Records from a data source:
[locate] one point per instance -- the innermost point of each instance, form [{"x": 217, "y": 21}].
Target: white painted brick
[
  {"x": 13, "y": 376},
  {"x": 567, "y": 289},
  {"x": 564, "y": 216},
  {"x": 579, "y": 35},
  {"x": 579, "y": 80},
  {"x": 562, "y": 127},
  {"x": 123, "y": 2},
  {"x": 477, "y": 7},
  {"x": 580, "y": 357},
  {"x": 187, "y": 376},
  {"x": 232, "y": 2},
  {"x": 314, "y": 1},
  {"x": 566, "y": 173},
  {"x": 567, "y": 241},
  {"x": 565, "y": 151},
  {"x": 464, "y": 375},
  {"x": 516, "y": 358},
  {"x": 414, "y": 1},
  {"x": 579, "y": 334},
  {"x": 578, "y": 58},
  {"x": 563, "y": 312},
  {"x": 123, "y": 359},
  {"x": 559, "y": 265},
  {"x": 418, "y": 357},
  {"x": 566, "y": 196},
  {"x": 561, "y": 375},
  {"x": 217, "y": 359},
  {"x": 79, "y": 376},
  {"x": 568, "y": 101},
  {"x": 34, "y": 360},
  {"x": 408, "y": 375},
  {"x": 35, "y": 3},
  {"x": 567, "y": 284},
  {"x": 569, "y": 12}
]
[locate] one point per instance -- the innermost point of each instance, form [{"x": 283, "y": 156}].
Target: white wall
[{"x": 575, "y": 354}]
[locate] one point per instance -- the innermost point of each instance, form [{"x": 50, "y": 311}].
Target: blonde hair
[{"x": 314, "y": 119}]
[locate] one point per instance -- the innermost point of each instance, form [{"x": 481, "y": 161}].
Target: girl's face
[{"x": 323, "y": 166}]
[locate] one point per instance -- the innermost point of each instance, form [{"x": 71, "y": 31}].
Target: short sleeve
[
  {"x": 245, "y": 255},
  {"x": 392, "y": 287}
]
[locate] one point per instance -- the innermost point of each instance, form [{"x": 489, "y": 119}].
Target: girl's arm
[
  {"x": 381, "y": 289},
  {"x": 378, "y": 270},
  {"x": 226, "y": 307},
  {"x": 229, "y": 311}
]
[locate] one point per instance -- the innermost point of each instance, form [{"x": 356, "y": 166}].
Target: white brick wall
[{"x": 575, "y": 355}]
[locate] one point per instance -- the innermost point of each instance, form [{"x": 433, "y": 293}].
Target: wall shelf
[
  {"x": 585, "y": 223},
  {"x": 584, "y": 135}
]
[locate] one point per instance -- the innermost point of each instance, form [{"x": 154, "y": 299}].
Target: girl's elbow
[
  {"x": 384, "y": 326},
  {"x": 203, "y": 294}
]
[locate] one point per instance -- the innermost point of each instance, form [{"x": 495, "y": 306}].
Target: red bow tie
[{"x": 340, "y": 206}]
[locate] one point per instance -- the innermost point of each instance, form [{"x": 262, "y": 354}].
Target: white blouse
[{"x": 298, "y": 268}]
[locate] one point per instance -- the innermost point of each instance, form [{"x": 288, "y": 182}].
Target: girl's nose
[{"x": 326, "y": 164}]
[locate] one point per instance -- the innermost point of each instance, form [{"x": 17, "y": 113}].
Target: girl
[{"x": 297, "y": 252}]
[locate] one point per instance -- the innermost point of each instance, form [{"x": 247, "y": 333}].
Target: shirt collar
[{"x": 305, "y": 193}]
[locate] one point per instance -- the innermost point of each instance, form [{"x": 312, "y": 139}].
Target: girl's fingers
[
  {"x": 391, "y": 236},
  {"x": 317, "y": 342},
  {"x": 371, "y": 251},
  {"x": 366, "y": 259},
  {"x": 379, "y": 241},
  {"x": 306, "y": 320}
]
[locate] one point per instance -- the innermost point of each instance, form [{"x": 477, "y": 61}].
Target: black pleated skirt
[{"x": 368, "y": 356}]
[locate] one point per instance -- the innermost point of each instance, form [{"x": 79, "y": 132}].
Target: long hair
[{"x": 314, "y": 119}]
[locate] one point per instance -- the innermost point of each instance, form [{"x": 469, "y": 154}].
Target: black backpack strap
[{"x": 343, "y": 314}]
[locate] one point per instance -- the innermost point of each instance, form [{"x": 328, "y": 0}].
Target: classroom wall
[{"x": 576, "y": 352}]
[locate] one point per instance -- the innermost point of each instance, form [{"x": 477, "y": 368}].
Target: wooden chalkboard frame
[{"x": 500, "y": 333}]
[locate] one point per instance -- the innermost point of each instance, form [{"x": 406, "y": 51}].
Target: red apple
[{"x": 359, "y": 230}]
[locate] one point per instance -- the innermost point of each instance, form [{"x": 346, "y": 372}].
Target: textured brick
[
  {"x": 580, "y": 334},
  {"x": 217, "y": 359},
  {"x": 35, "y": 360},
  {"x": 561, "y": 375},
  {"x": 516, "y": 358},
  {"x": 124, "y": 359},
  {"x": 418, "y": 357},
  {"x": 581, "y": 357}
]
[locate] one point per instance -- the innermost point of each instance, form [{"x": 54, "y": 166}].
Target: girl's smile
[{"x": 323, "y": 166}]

§ Your objective
What is needed is a word-for-word copy of the records.

§ Worked solution
[locate] one point per instance -- the innermost point of each instance, form [{"x": 217, "y": 21}].
Target: white painted brick
[
  {"x": 13, "y": 376},
  {"x": 567, "y": 289},
  {"x": 564, "y": 216},
  {"x": 579, "y": 35},
  {"x": 579, "y": 80},
  {"x": 562, "y": 127},
  {"x": 123, "y": 2},
  {"x": 477, "y": 7},
  {"x": 580, "y": 357},
  {"x": 187, "y": 376},
  {"x": 232, "y": 2},
  {"x": 314, "y": 1},
  {"x": 566, "y": 173},
  {"x": 567, "y": 241},
  {"x": 565, "y": 151},
  {"x": 464, "y": 375},
  {"x": 516, "y": 358},
  {"x": 414, "y": 1},
  {"x": 579, "y": 334},
  {"x": 578, "y": 58},
  {"x": 563, "y": 312},
  {"x": 123, "y": 359},
  {"x": 559, "y": 265},
  {"x": 418, "y": 357},
  {"x": 566, "y": 196},
  {"x": 561, "y": 375},
  {"x": 217, "y": 359},
  {"x": 79, "y": 376},
  {"x": 568, "y": 101},
  {"x": 34, "y": 360},
  {"x": 408, "y": 375},
  {"x": 35, "y": 3},
  {"x": 567, "y": 284},
  {"x": 569, "y": 12}
]
[locate] one point per instance -- the innermost point of each instance, form [{"x": 283, "y": 156}].
Target: white wall
[{"x": 575, "y": 354}]
[locate] one point per instance -- the innermost point of each instance, form [{"x": 50, "y": 311}].
Target: blonde hair
[{"x": 314, "y": 119}]
[locate] one point per instance -- the innermost point of each instance, form [{"x": 481, "y": 161}].
Target: girl's face
[{"x": 323, "y": 166}]
[locate] one point per instance -- the innermost point of each instance, form [{"x": 71, "y": 31}].
Target: short sleeve
[
  {"x": 245, "y": 255},
  {"x": 392, "y": 287}
]
[locate] one point per instance -- the innermost point of each instance, form [{"x": 489, "y": 119}].
Target: girl's arm
[
  {"x": 381, "y": 289},
  {"x": 378, "y": 270},
  {"x": 226, "y": 307},
  {"x": 229, "y": 311}
]
[locate] one point per instance -- the innermost point of each instance, form [{"x": 356, "y": 166}].
Target: white brick wall
[{"x": 575, "y": 355}]
[locate] one point per instance -- the innermost point of each instance, form [{"x": 433, "y": 293}].
Target: wall shelf
[
  {"x": 585, "y": 223},
  {"x": 584, "y": 135}
]
[locate] one point per instance -- the innermost point of each instance, form [{"x": 154, "y": 299}].
Target: girl's elbow
[
  {"x": 384, "y": 326},
  {"x": 203, "y": 294}
]
[locate] one point per instance -- the innermost point of each instance, form [{"x": 495, "y": 306}].
Target: red bow tie
[{"x": 340, "y": 206}]
[locate] one point per instance -- the innermost point of each instance, form [{"x": 262, "y": 354}].
Target: white blouse
[{"x": 298, "y": 268}]
[locate] one point per instance -- the innermost point of each instance, form [{"x": 288, "y": 182}].
Target: girl's nose
[{"x": 326, "y": 164}]
[locate] one point per instance -- the innermost point of each instance, form [{"x": 17, "y": 113}].
Target: girl
[{"x": 297, "y": 252}]
[locate] one point per instance -- the innermost point of each instance, form [{"x": 247, "y": 333}].
Target: shirt collar
[{"x": 305, "y": 193}]
[locate] one point per instance -- the innermost point of each instance, form [{"x": 312, "y": 139}].
Target: girl's fingers
[
  {"x": 391, "y": 236},
  {"x": 317, "y": 342},
  {"x": 371, "y": 251},
  {"x": 366, "y": 259},
  {"x": 379, "y": 241},
  {"x": 306, "y": 320}
]
[locate] one point per instance -- the innermost point of each instance, form [{"x": 477, "y": 61}].
Target: black pleated skirt
[{"x": 368, "y": 356}]
[locate] one point per instance -- the innermost point of each instance, form [{"x": 79, "y": 132}].
Target: long hair
[{"x": 314, "y": 119}]
[locate] one point per instance -- the innermost point of each instance, form [{"x": 469, "y": 154}].
Target: black backpack strap
[{"x": 343, "y": 314}]
[locate] one point per instance -- the innermost point of each instance, form [{"x": 328, "y": 0}].
Target: classroom wall
[{"x": 576, "y": 352}]
[locate] one point per instance -- the innermost point of each instance, form [{"x": 477, "y": 368}].
Target: wooden chalkboard frame
[{"x": 500, "y": 333}]
[locate] one point per instance -- the innermost point of each instance, form [{"x": 406, "y": 51}].
Target: red apple
[{"x": 359, "y": 230}]
[locate] one point per instance -- the innermost point of each instance, form [{"x": 346, "y": 372}].
Target: textured brick
[
  {"x": 580, "y": 334},
  {"x": 217, "y": 359},
  {"x": 35, "y": 360},
  {"x": 561, "y": 375},
  {"x": 516, "y": 358},
  {"x": 124, "y": 359},
  {"x": 418, "y": 357},
  {"x": 581, "y": 357}
]
[locate] one point per instance -- the innermost point of each instance, form [{"x": 54, "y": 166}].
Target: girl's smile
[{"x": 323, "y": 166}]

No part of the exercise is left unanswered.